§ **THE REQUEST**
Rewrite the rows below, swapping every "instance" for "occurrence" and leaving everything else as it is.

§ **SUPPLIED RECORDS**
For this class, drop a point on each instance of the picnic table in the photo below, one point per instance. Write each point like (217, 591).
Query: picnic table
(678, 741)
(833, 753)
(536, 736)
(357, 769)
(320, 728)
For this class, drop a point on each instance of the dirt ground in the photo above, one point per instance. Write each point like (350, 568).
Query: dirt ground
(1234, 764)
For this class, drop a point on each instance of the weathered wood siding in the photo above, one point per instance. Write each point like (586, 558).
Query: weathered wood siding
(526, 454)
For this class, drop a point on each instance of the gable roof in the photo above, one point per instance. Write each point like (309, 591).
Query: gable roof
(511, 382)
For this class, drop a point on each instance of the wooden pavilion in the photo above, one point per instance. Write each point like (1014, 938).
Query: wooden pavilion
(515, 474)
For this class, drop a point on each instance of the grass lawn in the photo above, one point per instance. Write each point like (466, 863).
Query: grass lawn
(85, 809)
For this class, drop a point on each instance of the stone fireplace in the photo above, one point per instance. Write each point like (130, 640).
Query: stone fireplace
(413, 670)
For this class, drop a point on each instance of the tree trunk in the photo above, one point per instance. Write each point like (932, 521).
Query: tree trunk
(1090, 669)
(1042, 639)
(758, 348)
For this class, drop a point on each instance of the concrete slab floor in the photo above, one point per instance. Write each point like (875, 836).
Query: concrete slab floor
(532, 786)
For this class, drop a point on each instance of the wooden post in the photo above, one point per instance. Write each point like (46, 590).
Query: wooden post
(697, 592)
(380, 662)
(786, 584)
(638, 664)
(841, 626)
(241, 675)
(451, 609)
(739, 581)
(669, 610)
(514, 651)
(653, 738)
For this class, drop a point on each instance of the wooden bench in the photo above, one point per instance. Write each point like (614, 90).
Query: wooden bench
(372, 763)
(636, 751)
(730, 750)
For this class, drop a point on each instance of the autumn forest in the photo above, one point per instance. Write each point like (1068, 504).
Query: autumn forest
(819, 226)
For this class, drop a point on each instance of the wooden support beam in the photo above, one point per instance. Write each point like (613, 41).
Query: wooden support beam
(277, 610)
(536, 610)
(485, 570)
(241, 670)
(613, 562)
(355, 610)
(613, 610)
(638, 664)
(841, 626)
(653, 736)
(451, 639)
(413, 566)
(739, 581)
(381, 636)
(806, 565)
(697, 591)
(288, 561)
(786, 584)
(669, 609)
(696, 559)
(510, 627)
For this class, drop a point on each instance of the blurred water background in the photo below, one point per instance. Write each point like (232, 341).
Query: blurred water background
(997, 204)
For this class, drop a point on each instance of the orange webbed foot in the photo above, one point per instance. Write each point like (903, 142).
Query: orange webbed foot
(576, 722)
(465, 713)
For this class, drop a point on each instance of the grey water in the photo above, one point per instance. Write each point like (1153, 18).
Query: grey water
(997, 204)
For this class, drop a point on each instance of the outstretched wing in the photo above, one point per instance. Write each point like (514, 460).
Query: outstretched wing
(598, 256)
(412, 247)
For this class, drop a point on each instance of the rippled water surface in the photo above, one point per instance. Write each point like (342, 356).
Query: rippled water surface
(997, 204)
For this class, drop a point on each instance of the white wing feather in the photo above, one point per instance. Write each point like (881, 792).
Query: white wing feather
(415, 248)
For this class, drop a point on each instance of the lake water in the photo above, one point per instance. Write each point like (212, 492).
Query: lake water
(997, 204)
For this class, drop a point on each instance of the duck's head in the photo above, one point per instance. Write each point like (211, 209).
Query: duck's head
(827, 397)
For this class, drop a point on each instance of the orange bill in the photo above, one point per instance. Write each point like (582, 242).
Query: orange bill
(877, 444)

§ **SOLUTION TO THIS PROBLEM**
For this class, drop a point on each occurrence of the picnic table in the photo below, one point per occurrence. Write each point like (217, 591).
Query: picnic table
(678, 741)
(833, 753)
(536, 736)
(357, 769)
(320, 728)
For this class, drop a point on each occurrence of the dirt ground in the photo above, one point per occurrence. Write each point like (350, 568).
Query: dirt ground
(1234, 764)
For this class, drop a point on each occurrence of the weathered wood siding in the photo above, one point per occurrence. Write each point like (586, 558).
Query: weathered wood siding
(526, 454)
For this class, drop a point on each occurrence of the gable roof in the photo above, one point per occurrence. Write each point like (309, 591).
Query: gable roof
(511, 382)
For this class, drop a point on each occurrence of the wooden pavilion in the photo above, one point per occurrence. Write each point like (1014, 938).
Query: wooden pavilion
(515, 474)
For this class, drop a point on each occurrence of the grass lawn in the photo above, one point per occurrence. Write each point like (466, 863).
Query: grass lawn
(85, 809)
For this class, drop a point on each occurrence of the stone fireplace in the photo above, one point per occurrence. Write each point like (130, 640).
Query: stone fireplace
(413, 670)
For this class, drop a point on each occurrence of the tree trunk in the photo above, one point per occurrence. Write each point like (932, 521).
Query: tree trunk
(1090, 669)
(1042, 639)
(758, 348)
For this class, drop a point on each occurrence of the concrete slab floor in the photo above, one point per occurrence. Write each point like (875, 836).
Query: concrete slab floor
(532, 786)
For this class, drop a point on each occurrence of the wooden post in the photo above, one point per occurrence. Write each point like (46, 590).
Query: wooden post
(697, 592)
(380, 662)
(786, 584)
(638, 664)
(841, 626)
(241, 675)
(451, 609)
(739, 581)
(669, 610)
(514, 651)
(653, 738)
For this class, drop a point on each occurrence of the wooden bench in the photo above, one point per occurrence. Write each point like (614, 90).
Query: wooden bench
(372, 763)
(636, 751)
(730, 750)
For this class, drop a point on each occurrence of the autumn forest in the photo above, one point per occurrence. Write each point like (1068, 504).
Query: autumn forest
(819, 226)
For this class, drop a point on each occurrence of the wooden support beam in the photo above, one point per occurrence. Write each point like (613, 41).
Query: wooden support beam
(277, 610)
(536, 610)
(485, 570)
(241, 670)
(613, 562)
(355, 610)
(613, 610)
(638, 664)
(841, 626)
(653, 736)
(451, 639)
(413, 566)
(739, 581)
(381, 636)
(806, 565)
(697, 591)
(288, 561)
(786, 584)
(669, 609)
(696, 559)
(510, 627)
For this class, drop a point on each occurrence of the blurred water background in the photo below, one point per occurrence. Write each point like (232, 341).
Query: blurred water background
(997, 204)
For this class, drop a point on each occurrence of the orange webbed foot in the photo above, one point per occurrence. Write each point like (903, 142).
Query: orange webbed foot
(576, 722)
(465, 713)
For this class, drop a point on each occurrence of the grey water in the photo above, one point per occurrence. Write each point like (1153, 18).
Query: grey water
(997, 204)
For this class, drop a point on each occurrence of the outstretched wing in the photo above, one point per occurrence. Write each point like (514, 460).
Query: outstretched wing
(598, 256)
(412, 247)
For this class, drop a point on each occurrence of the rippled water surface in the photo above, one point per occurrence. Write each point like (342, 356).
Query: rippled water surface
(997, 204)
For this class, drop a point on each occurrence of the white wing feather in the photo above, one point per occurrence. Write each point like (881, 792).
Query: white wing feather
(415, 248)
For this class, drop a point on each occurrence of the lake water in the photo above, one point per occurrence. Write each point like (212, 492).
Query: lake water
(997, 204)
For this class, drop a point on each occurrence of the duck's head in the photo above, one point per occurrence. Write each point like (211, 209).
Query: duck's head
(827, 397)
For this class, drop a point on each occurrence of the orange bill in the photo above, one point per occurrence. Write each point like (582, 242).
Query: orange bill
(877, 444)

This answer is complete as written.